** Given data follows **
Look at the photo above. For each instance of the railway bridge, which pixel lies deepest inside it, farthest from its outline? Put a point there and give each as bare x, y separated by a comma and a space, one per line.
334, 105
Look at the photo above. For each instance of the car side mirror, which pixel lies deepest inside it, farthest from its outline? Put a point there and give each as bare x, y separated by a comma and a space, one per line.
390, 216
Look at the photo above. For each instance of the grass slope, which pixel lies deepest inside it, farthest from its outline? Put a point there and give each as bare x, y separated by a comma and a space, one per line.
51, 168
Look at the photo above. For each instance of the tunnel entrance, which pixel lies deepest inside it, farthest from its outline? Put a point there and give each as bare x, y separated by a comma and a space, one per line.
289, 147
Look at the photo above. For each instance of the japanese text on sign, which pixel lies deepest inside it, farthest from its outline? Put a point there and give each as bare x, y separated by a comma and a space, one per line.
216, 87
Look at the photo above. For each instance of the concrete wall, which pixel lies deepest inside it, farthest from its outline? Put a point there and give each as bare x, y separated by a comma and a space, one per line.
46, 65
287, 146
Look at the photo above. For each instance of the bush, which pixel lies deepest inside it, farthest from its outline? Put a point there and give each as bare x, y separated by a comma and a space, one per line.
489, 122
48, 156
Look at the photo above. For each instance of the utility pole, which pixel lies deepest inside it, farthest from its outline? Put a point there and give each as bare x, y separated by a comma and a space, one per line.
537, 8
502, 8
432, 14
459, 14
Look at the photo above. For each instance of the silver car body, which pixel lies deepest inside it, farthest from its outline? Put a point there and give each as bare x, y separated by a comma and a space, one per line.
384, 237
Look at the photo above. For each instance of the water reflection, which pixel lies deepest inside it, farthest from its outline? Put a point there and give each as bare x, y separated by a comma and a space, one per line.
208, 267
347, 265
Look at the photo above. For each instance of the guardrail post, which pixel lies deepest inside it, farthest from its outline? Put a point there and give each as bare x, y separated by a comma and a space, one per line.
** End of Given data **
◆ Exercise instructions ◆
Copy the entries above exactly. Miss none of them.

◆ Your response ◆
Look at the photo above. For each instance of the railway bridge, which pixel lies deepest inside it, farthest from its outline? Put a point there and give each as bare x, y separated by a comma and a space, one per line.
334, 105
Look at the photo above. For each instance of the car side mirror, which pixel lies deepest inside it, farthest from its outline? Put a point there and give each as bare x, y separated by a comma and a space, one per line.
390, 216
Look at the photo above. For each instance of the grass slope, which pixel lies deepest inside it, farthest from its outline? Put a point there and give each as bare x, y separated by a comma and a space, one per line.
51, 168
Look at the photo above. For each instance of the tunnel entrance, which pixel lies deepest inside it, farthest from its outline? Put a point there and give each as bare x, y separated by a comma and a space, one per line.
289, 147
Look at the photo above. For each instance of the japanese text on sign, which pixel lies deepest inside it, farthest from its outline? Put a point there and give each as bare x, y separated by a comma and a space, one per line.
216, 87
Look at the photo above. For each instance of the concrete wall, which pixel lies deepest inside it, farthest from its outline? Put a point there and give each as bare x, y separated by a comma and a space, one per line.
46, 65
287, 146
Look at the photo above. For each instance of the bush, which pixel lies deepest inside it, farthest from its outline? Put a point there and give each as bare x, y separated by a comma and a space, one per line.
489, 122
48, 156
Look at the photo above. For each instance of the utility pole, which pixel lies deepest inside it, farthest from its outline? Put a point there and give each as bare x, y separated by a comma and a space, one per line.
537, 8
502, 8
432, 14
459, 14
Look at the photo above. For each instance of the silver car body, which pixel lies deepest inside it, farthest from its outline? Put a point there and give each as bare x, y separated by a comma and a space, one per line.
384, 237
Look at the photo above. For each instance of the water reflection, which pixel lies deepest inside it, farthest from its outline? Put a point there and give each as bare x, y separated by a comma and a space, one per line.
208, 267
347, 265
Look at the photo above. For each instance of the guardrail post, which pixel lies deepest inside it, farthest from its outline? Put a point there and give each as bare x, y separated by a comma and a space, one per line.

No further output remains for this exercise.